▶ [Your task]
Write out the material below exactly, beginning at the line that contains "Please mark the ladder side" and ending with its last line, both ends included; write nothing else.
***** Entries supplied
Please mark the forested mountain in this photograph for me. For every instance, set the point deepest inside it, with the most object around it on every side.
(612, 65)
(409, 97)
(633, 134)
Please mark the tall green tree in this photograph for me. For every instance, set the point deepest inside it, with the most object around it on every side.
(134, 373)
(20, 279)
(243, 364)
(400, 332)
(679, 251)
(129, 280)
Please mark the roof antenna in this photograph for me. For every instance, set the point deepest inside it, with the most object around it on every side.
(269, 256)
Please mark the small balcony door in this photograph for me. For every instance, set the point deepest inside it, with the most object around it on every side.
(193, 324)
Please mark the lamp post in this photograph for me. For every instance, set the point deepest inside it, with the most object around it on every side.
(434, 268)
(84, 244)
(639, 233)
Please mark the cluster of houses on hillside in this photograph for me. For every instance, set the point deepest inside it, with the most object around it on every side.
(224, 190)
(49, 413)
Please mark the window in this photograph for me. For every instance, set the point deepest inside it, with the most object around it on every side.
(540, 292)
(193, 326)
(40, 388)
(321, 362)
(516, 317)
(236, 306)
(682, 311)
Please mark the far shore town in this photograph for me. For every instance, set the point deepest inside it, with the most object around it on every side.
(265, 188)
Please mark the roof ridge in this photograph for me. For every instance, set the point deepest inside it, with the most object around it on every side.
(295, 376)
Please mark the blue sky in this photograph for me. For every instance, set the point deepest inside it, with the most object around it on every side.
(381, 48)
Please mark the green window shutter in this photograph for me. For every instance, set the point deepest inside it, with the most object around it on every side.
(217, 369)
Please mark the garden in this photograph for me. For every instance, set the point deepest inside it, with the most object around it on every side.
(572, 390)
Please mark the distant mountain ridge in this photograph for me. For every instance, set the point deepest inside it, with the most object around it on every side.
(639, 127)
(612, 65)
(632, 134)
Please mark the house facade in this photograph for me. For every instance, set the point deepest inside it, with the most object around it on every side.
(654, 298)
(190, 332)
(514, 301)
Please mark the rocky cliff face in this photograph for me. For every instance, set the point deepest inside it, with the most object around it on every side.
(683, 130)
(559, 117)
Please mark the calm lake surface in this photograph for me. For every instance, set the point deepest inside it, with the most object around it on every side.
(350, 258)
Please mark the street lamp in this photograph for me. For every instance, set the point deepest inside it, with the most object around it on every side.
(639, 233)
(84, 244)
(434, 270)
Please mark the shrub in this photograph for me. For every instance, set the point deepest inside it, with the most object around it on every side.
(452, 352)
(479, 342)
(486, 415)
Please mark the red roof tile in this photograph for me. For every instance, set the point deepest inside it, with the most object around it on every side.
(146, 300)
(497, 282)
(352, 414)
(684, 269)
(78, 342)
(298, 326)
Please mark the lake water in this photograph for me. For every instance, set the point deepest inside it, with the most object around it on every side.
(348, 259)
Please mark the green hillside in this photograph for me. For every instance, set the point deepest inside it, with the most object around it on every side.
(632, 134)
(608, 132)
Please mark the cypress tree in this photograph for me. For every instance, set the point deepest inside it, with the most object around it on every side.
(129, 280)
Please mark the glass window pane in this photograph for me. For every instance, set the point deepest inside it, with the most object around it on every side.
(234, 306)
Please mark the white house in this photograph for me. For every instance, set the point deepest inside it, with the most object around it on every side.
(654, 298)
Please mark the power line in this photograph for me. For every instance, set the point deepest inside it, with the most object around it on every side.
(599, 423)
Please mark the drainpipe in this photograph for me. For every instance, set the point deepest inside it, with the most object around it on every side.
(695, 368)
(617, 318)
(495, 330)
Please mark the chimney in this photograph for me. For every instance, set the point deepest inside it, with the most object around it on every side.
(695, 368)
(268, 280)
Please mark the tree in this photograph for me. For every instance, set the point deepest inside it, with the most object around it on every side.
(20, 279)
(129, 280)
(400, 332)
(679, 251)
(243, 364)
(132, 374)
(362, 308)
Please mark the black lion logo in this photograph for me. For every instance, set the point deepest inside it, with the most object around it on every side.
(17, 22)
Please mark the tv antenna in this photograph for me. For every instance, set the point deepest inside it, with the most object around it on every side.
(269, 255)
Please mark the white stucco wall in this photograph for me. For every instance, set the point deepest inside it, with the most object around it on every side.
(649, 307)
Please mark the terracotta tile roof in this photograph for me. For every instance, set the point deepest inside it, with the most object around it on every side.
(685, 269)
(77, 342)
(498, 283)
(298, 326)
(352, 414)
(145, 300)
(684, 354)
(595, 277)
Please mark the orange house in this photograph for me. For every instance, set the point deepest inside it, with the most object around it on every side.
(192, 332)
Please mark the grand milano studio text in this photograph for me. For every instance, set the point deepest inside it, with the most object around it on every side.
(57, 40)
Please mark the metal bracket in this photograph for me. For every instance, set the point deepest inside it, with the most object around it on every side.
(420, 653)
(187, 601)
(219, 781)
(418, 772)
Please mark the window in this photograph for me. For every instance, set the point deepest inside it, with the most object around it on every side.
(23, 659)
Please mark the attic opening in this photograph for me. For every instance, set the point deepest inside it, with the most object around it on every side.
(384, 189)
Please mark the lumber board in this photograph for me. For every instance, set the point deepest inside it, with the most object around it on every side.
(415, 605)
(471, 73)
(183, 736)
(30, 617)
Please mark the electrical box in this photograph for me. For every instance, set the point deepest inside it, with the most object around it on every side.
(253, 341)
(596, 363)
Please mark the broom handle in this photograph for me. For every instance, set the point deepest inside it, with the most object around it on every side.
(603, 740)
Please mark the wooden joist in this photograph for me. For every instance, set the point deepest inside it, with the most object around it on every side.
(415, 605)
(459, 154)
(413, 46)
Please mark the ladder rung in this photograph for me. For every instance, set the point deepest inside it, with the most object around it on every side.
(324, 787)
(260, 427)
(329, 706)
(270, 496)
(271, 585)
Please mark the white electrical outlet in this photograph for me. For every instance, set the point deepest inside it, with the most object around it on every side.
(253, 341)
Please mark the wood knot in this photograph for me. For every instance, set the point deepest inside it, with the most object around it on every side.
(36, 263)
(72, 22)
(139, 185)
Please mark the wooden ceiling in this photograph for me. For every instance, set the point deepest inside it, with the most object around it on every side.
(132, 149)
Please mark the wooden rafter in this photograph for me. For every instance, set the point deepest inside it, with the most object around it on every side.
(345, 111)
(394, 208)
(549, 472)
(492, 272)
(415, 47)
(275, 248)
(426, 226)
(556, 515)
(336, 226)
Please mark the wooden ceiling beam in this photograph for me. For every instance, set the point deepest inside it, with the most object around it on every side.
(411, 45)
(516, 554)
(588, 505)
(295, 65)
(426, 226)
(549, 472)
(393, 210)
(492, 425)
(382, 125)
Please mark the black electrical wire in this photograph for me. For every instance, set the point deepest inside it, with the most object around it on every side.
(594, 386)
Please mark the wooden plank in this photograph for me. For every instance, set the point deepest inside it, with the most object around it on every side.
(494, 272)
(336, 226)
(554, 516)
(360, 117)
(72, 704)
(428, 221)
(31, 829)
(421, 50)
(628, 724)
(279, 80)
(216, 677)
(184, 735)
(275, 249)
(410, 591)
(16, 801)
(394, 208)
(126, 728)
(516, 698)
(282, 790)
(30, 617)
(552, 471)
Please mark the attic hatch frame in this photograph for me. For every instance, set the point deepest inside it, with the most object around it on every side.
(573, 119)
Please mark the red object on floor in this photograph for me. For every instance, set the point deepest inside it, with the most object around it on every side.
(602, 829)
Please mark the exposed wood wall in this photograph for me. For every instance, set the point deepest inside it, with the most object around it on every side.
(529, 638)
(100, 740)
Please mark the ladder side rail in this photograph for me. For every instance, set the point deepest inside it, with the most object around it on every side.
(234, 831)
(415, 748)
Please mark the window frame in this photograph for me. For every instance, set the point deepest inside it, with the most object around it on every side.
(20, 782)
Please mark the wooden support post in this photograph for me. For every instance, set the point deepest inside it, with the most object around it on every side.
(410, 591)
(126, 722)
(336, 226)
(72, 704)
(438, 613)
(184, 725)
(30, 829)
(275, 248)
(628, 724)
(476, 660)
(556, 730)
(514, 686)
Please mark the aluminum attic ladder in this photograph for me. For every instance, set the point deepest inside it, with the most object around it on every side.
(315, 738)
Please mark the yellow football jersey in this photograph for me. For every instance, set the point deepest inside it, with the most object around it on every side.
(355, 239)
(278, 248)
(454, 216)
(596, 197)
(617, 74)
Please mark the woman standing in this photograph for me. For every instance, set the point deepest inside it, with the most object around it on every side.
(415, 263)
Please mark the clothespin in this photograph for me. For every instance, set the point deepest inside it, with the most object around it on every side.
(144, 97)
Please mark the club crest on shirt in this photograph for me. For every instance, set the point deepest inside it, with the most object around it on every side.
**********
▶ [Finished answer]
Please mark the ladder side rail in this photograph for me. For every instance, set the point deepest inside it, with the most object around it on every side.
(234, 831)
(415, 748)
Please mark the window frame in this photograph for me. For every instance, set the point deepest inside it, with the most object around it on every side.
(20, 782)
Please mark the wooden support post in this photograph for me. For every instance, set the point deepest inside it, with the most object around it on every side.
(410, 591)
(126, 722)
(336, 226)
(72, 704)
(438, 613)
(184, 725)
(30, 829)
(275, 248)
(628, 724)
(476, 660)
(556, 730)
(514, 686)
Please mark the aluminum attic ladder in this photograph for me. For every instance, set the point deepest inside it, with the most object around it on every side.
(315, 738)
Please mark the yellow football jersey in this photograph for me. For every instance, set the point deepest inside it, with the most object around it on every side.
(355, 239)
(278, 248)
(454, 216)
(596, 197)
(617, 74)
Please mark the woman standing in this photograph for me. For every instance, set the point deepest inside it, with the most object around it on every side.
(415, 263)
Please mark the clothespin in this photograph for me. For every instance, set the point deepest inside it, with the most object around it on every side.
(144, 97)
Please mark the club crest on shirt in this photograph for me. For every instance, set the point deepest inside it, with the most object around it on every side.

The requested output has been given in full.